▼▼▼

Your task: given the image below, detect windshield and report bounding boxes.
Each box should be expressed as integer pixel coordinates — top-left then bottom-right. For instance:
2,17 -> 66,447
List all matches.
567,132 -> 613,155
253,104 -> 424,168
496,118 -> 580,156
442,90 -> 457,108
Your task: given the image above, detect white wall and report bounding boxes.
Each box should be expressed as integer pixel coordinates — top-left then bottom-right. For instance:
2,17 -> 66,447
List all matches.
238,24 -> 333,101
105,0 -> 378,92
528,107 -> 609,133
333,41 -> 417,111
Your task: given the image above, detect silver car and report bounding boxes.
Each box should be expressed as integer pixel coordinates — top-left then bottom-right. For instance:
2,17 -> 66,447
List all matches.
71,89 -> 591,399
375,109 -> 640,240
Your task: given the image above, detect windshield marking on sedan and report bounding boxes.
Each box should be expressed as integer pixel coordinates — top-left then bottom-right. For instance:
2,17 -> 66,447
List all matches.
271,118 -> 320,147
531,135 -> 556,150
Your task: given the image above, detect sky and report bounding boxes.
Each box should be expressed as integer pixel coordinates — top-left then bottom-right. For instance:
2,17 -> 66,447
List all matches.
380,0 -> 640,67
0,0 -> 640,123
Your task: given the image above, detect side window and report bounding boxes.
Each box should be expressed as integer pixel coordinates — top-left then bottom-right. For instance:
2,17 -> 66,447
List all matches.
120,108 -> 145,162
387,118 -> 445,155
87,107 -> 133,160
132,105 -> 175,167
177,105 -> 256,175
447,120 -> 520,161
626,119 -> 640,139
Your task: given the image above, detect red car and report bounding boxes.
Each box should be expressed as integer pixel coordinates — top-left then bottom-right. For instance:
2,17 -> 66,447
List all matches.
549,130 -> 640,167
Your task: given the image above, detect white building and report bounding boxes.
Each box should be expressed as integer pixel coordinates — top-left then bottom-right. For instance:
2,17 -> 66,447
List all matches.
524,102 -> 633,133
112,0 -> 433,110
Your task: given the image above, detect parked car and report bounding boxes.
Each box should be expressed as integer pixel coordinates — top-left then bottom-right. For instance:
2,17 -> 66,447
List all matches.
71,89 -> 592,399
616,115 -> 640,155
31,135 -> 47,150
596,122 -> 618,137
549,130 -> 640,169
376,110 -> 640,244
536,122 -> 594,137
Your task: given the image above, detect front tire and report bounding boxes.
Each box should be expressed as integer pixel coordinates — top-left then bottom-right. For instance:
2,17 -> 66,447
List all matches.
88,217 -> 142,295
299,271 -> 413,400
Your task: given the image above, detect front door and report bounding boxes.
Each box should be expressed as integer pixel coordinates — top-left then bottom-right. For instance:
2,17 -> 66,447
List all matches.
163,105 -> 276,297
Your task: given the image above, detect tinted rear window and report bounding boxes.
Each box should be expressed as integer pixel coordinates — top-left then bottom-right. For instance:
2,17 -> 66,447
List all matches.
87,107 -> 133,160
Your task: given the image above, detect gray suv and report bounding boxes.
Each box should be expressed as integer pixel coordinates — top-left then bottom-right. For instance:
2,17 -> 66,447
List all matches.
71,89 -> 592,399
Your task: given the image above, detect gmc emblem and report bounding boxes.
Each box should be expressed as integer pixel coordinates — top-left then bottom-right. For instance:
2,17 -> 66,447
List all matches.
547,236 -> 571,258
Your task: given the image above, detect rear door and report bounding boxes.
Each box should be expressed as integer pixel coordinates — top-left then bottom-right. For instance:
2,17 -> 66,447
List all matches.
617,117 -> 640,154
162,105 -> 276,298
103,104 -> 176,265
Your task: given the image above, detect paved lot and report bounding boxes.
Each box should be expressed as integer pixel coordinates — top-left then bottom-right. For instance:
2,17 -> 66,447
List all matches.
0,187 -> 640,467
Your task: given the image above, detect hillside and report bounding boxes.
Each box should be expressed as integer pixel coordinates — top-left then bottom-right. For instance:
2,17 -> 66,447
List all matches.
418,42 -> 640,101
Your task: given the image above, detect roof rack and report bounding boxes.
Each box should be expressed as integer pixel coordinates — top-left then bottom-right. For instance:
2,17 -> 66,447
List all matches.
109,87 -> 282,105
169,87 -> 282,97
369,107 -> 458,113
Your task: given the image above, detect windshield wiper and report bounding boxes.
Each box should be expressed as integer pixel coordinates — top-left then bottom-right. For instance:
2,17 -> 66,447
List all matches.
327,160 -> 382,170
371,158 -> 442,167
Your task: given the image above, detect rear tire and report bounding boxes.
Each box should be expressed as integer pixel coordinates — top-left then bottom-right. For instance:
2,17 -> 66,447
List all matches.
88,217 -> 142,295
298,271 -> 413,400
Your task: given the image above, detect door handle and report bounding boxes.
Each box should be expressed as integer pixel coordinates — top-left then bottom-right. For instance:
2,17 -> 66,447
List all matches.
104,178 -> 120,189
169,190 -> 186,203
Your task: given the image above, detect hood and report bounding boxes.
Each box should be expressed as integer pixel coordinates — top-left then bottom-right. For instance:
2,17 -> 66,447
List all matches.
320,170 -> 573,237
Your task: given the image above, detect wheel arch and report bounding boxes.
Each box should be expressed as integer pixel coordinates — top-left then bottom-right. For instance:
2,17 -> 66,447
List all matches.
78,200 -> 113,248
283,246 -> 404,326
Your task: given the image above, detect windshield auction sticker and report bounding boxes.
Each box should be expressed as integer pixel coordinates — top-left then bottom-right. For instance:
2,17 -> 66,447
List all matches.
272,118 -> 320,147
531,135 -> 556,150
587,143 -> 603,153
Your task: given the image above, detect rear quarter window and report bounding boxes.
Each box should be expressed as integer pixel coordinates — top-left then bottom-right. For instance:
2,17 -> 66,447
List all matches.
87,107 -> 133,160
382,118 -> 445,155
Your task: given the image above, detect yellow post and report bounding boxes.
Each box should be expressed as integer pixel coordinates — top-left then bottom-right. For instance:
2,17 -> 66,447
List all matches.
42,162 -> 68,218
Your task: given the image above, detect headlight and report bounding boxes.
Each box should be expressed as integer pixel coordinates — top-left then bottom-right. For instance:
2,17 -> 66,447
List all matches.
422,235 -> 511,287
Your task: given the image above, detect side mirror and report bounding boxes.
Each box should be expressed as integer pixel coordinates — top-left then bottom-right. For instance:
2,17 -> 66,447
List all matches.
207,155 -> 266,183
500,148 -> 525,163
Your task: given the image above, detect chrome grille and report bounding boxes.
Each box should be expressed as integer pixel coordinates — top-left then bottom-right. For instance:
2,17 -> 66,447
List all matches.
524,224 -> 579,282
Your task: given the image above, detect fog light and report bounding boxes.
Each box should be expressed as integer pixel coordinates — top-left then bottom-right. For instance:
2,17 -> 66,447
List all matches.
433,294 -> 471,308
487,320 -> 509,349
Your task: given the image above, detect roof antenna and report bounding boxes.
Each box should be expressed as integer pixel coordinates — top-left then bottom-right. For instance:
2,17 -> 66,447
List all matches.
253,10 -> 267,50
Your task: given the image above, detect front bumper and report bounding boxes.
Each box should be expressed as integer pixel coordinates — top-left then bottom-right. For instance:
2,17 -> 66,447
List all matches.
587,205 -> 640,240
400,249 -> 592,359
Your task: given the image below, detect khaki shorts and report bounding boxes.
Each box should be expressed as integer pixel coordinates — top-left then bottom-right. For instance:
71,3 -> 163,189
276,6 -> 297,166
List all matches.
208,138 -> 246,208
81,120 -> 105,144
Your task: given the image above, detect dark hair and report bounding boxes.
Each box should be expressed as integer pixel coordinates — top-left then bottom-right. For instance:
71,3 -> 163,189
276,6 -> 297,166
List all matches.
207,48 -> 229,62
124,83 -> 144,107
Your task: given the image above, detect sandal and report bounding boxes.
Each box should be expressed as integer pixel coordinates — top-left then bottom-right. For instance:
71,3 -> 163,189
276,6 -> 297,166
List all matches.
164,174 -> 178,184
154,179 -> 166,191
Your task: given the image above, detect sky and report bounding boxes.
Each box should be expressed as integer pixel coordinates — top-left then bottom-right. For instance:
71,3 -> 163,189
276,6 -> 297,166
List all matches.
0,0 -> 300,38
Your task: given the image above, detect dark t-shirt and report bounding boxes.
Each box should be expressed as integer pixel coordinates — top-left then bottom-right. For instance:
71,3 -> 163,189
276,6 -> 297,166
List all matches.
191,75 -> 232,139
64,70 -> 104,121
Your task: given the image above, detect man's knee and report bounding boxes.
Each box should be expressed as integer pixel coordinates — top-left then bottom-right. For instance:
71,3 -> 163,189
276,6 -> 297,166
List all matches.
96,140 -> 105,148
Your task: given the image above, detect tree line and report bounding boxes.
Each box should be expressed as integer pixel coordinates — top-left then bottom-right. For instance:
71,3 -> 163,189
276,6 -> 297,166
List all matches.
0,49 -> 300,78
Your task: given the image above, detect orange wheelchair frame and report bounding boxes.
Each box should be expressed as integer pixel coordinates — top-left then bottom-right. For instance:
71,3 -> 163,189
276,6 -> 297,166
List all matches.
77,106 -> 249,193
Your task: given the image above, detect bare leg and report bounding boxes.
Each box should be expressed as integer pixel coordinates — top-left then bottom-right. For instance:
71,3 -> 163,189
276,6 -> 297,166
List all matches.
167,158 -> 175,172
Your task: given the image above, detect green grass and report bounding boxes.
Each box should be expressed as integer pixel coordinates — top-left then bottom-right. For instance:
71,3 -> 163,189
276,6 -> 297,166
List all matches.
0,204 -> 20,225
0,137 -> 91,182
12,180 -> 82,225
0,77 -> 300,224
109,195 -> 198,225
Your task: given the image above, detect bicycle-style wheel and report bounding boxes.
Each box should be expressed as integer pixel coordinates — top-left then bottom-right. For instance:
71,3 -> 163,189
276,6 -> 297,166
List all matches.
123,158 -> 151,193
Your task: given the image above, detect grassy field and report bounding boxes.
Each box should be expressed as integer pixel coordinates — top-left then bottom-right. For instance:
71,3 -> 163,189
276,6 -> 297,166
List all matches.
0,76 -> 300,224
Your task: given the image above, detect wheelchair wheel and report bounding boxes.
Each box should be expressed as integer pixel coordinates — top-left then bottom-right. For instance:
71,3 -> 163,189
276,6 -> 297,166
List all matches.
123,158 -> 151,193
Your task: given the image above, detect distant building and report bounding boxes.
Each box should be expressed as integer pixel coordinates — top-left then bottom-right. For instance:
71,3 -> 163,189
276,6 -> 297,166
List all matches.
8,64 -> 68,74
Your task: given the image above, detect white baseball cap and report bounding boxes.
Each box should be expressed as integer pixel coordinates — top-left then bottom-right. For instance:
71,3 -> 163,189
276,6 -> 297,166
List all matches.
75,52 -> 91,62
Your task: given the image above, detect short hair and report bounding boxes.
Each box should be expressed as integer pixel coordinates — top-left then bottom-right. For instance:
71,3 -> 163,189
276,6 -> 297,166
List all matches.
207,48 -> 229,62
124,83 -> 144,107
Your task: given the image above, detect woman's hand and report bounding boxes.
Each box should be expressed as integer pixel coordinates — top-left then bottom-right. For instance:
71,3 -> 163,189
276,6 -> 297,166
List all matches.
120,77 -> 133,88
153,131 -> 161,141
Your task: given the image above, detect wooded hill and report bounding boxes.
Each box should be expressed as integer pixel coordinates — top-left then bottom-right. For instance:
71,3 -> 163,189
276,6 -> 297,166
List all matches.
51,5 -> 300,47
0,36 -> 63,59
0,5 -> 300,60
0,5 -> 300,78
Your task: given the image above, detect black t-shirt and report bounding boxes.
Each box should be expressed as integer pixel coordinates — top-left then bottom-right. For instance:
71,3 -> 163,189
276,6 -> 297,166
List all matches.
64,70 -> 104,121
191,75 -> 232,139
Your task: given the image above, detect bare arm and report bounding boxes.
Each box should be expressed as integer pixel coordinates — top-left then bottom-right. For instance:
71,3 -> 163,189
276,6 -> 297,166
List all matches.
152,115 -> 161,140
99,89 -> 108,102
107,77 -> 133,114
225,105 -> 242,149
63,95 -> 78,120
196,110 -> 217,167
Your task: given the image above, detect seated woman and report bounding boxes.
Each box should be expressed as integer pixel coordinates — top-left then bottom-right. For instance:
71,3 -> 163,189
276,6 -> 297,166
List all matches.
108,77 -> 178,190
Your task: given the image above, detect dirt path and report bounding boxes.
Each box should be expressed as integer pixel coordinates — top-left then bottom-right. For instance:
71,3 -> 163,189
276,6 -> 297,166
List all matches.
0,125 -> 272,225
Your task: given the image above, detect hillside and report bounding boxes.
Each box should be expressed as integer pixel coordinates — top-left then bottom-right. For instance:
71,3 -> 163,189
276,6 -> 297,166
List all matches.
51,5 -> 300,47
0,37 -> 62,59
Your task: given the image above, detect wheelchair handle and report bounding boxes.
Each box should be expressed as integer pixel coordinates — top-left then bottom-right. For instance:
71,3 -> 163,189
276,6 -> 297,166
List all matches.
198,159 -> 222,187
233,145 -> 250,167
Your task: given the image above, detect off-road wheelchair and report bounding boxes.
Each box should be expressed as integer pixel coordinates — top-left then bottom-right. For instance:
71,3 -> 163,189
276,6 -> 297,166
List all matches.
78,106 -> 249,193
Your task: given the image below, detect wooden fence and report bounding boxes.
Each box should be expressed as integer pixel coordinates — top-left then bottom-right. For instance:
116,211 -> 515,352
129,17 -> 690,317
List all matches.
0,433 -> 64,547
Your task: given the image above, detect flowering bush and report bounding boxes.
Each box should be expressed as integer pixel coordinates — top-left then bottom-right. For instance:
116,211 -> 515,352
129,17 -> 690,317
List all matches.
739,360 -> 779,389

▲▲▲

### [EXERCICE PROPOSÉ]
Présente sous forme de tableau Markdown les lignes qui vont de celle contenant « Your task: given the image above, detect front tire » jusqu'à celle contenant « 369,107 -> 458,113 », ces deux lignes comprises. Le tableau aura deux colonnes, « N° » pour le numéro de rang et « Ligne » pour le texte, et n'inclura aucune ligne vide.

### [RÉPONSE ATTENDUE]
| N° | Ligne |
|---|---|
| 1 | Your task: given the image above, detect front tire and report bounding boxes. |
| 2 | Each box should be expressed as integer pixel coordinates — top-left then bottom-right. For instance: |
| 3 | 2,17 -> 66,447 |
| 4 | List all matches. |
| 5 | 88,217 -> 142,295 |
| 6 | 299,271 -> 413,400 |
| 7 | Your task: given the image above, detect front door and report bounding boxes. |
| 8 | Each box should be expressed as integer pixel coordinates — top-left then bottom-right. For instance: |
| 9 | 2,17 -> 66,447 |
| 10 | List all matches. |
| 11 | 163,105 -> 276,297 |
| 12 | Your task: given the image above, detect tinted rear window and report bounding boxes. |
| 13 | Each box should be expressed as integer pixel coordinates — top-left then bottom-right. For instance: |
| 14 | 2,17 -> 66,447 |
| 15 | List all matches. |
| 16 | 87,107 -> 133,160 |
| 17 | Your task: given the image above, detect gray suv and report bounding boxes. |
| 18 | Each box should be expressed as integer pixel coordinates — top-left then bottom-right. For instance: |
| 19 | 2,17 -> 66,447 |
| 20 | List all matches. |
| 21 | 71,89 -> 592,399 |
| 22 | Your task: given the image above, detect gmc emblem and report bounding boxes. |
| 23 | Each box should be expressed as integer pixel coordinates — top-left then bottom-right. For instance: |
| 24 | 2,17 -> 66,447 |
| 25 | List all matches. |
| 26 | 547,236 -> 571,258 |
| 27 | Your task: given the image above, detect rear door and report bounding boxes. |
| 28 | Each box should be expressed as integer pixel coordinates — top-left then bottom-right. For instance: |
| 29 | 2,17 -> 66,447 |
| 30 | List all matches. |
| 31 | 617,117 -> 640,154 |
| 32 | 162,105 -> 276,298 |
| 33 | 103,104 -> 176,265 |
| 34 | Your task: given the image above, detect paved lot and report bounding boxes. |
| 35 | Each box should be expressed as integer pixel coordinates — top-left then bottom-right. For instance: |
| 36 | 2,17 -> 66,447 |
| 37 | List all matches. |
| 38 | 0,187 -> 640,467 |
| 39 | Your task: given the image above, detect hillside and report bounding boxes. |
| 40 | Each box should be expressed as integer pixel coordinates — top-left then bottom-right. For instance: |
| 41 | 2,17 -> 66,447 |
| 42 | List all matches. |
| 43 | 418,42 -> 640,101 |
| 44 | Your task: given the image above, detect roof rack and report bounding boxes. |
| 45 | Each box should be expressed as integer pixel coordinates — top-left then bottom-right. For instance: |
| 46 | 2,17 -> 66,447 |
| 47 | List all matches. |
| 48 | 109,87 -> 282,105 |
| 49 | 169,87 -> 282,97 |
| 50 | 369,107 -> 458,113 |